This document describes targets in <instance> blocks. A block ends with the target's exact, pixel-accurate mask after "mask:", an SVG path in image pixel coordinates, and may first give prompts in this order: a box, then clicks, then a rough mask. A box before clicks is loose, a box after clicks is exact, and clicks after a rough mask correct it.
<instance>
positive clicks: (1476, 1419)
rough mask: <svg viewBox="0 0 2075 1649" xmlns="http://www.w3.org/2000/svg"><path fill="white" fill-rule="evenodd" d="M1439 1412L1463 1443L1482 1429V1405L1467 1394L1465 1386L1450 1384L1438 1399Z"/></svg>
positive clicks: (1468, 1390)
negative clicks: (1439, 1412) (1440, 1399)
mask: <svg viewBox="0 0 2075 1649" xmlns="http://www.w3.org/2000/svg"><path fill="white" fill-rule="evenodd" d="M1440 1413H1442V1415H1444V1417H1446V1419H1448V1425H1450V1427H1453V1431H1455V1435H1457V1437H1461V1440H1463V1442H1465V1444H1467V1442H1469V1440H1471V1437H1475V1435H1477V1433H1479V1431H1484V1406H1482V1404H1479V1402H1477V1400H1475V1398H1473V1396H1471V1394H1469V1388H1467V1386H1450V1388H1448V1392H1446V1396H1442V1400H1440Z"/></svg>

----

Task to carry out ▸ Go through the data and return every record exactly.

Solved problem ▸
This document describes targets in <instance> blocks. A block ends with the target's exact, pixel-accurate mask after "mask:", an SVG path in image pixel coordinates, and may first give prompts in this order: a box, then clicks, then a rough mask. A box before clicks is loose, a box after clicks is exact, and clicks after a rough mask correct it.
<instance>
positive clicks: (1476, 1419)
rough mask: <svg viewBox="0 0 2075 1649" xmlns="http://www.w3.org/2000/svg"><path fill="white" fill-rule="evenodd" d="M1439 1412L1463 1443L1482 1429V1405L1467 1394L1465 1386L1450 1384L1438 1399Z"/></svg>
positive clicks: (1468, 1390)
negative clicks: (1439, 1412) (1440, 1399)
mask: <svg viewBox="0 0 2075 1649" xmlns="http://www.w3.org/2000/svg"><path fill="white" fill-rule="evenodd" d="M1440 1413H1442V1415H1444V1417H1446V1419H1448V1425H1450V1427H1453V1431H1455V1435H1457V1437H1461V1440H1463V1442H1465V1444H1467V1442H1469V1440H1471V1437H1475V1435H1477V1433H1479V1431H1484V1406H1482V1404H1479V1402H1477V1400H1475V1398H1473V1396H1471V1394H1469V1388H1467V1386H1450V1388H1448V1392H1446V1396H1442V1400H1440Z"/></svg>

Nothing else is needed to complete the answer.